PROBLEM DETAILS
Format the rows below as a JSON array of strings with one string per line, skipping blank lines. Omit the pictures.

☆ ☆ ☆ ☆

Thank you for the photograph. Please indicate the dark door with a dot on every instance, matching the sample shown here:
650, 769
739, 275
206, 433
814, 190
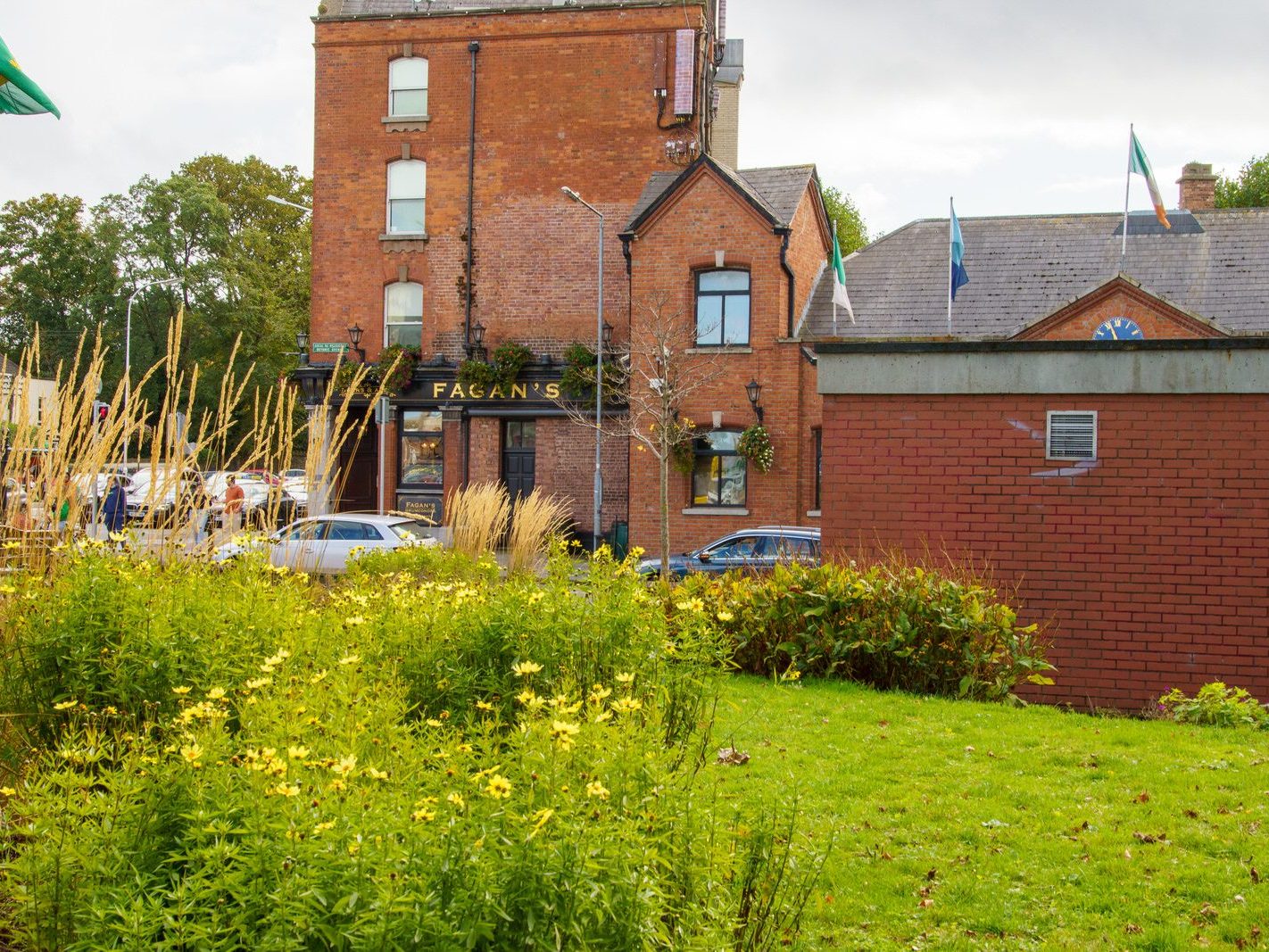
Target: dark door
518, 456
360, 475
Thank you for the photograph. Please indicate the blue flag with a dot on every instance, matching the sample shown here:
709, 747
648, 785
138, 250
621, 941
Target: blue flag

☆ ☆ ☆ ☆

CORRECT RESPONSE
[
  "Thank you for the photograph. Please indicate the dark door with a dot on every instance, matching the sample shown here:",
  "650, 769",
  "739, 275",
  "206, 433",
  "814, 190",
  "Target: dark door",
  "518, 456",
  "360, 475",
  "Thank you for the photograph. Please indicate the blue flag with a dot on every instance, matching the sample shown here:",
  "709, 747",
  "648, 785",
  "138, 250",
  "621, 941",
  "Target: blue flag"
]